_What you need to do_
Reproduce each of the items below, substituting "report the pixel coordinates" for every occurrence of "give the pixel coordinates" and leaving everything else unchanged. Omit the pictures from your version.

>>>>>

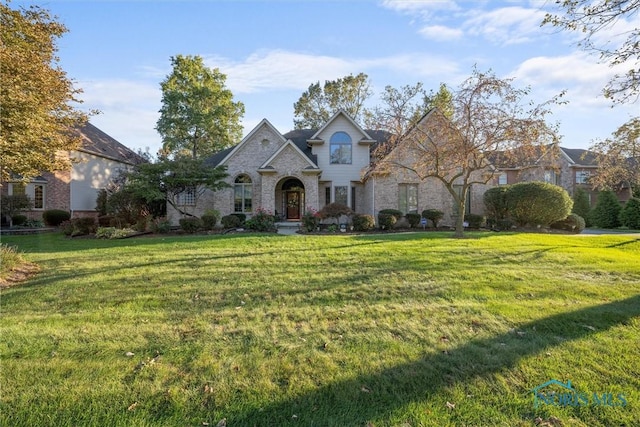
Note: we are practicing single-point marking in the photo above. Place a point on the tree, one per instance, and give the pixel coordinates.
(198, 115)
(593, 19)
(606, 213)
(318, 103)
(618, 158)
(581, 205)
(490, 117)
(181, 182)
(630, 214)
(36, 95)
(402, 109)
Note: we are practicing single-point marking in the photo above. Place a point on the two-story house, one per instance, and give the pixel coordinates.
(287, 174)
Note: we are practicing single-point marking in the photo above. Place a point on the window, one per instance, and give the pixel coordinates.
(467, 202)
(353, 199)
(242, 194)
(38, 196)
(582, 177)
(17, 189)
(340, 149)
(551, 177)
(341, 195)
(187, 197)
(408, 198)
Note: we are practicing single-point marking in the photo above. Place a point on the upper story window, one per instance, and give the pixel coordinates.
(242, 194)
(340, 149)
(502, 178)
(582, 177)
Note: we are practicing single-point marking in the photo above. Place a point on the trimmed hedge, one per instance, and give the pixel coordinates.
(537, 203)
(433, 215)
(230, 221)
(630, 215)
(606, 213)
(363, 222)
(191, 224)
(55, 217)
(574, 223)
(386, 221)
(414, 219)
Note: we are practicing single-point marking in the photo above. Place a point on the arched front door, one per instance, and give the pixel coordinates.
(292, 198)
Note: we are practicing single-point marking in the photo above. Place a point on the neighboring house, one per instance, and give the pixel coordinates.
(308, 169)
(95, 164)
(569, 168)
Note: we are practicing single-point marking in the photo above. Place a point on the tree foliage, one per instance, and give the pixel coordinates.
(198, 115)
(581, 205)
(594, 21)
(490, 116)
(537, 203)
(174, 180)
(618, 158)
(318, 103)
(36, 95)
(630, 214)
(606, 213)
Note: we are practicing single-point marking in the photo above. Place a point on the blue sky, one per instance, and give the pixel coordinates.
(118, 52)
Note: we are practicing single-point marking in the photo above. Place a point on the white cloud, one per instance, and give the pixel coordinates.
(577, 73)
(441, 33)
(509, 25)
(286, 70)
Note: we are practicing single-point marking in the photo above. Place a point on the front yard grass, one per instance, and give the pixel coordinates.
(269, 330)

<<<<<

_Result for this exercise_
Note: we are practicing single-point marking in the photo above. Place a point on the tree, one per instance, and report the pixel coordinates.
(198, 115)
(593, 19)
(606, 213)
(318, 103)
(618, 158)
(581, 205)
(490, 117)
(181, 182)
(630, 214)
(36, 95)
(402, 109)
Note: we are practicing single-point marking in the photo above. Place a point on the two-story house, one per instance, and report the pixel coordinates.
(287, 174)
Note: we are practicing single-point marking in the photo above. Place a point on the window, one per instance, and report the pixel coordinates.
(467, 202)
(353, 199)
(242, 194)
(38, 196)
(582, 177)
(17, 189)
(340, 149)
(551, 177)
(341, 195)
(187, 197)
(408, 198)
Note: we are practicing single-point marking in the photo above. Place a point on the upper story window, one per instance, and report the pixel coordinates.
(242, 194)
(340, 149)
(502, 178)
(582, 177)
Note: we are practicing single-point marking in the photo above. Place a point on the trimmed hedge, one per instance, and report the pixel coordinates.
(537, 203)
(433, 215)
(230, 221)
(630, 215)
(606, 213)
(363, 222)
(191, 224)
(55, 217)
(574, 223)
(386, 221)
(414, 219)
Note: we are practicing single-point marking in the photo above. Place a point on the arched front door, one per instance, and report the pixel coordinates.
(292, 198)
Note: we are practicing single-point marking in the photo above. Place a point on the neighboring house, one per instance, and report the pixel coordinates.
(308, 169)
(95, 164)
(569, 168)
Note: we are practicing single-point marking in the photo above. Place a point on the tree foliage, one per instance, and report the pixel coordinates.
(198, 115)
(581, 205)
(594, 21)
(490, 116)
(537, 203)
(174, 180)
(618, 158)
(318, 103)
(36, 95)
(630, 214)
(606, 213)
Note: we are practicing single-point marking in the photo above. Place a point on the blue sky, one per instance, and report the pixel coordinates.
(118, 52)
Note: we are practicing single-point marking in the photo above. Place a point on the white cloud, one per instance, and report the pixel coordinates.
(577, 73)
(441, 33)
(509, 25)
(286, 70)
Note: we are practicing single-point marking in the photo above. Place a point on the front yard grass, one per instance, and report the pixel coordinates.
(269, 330)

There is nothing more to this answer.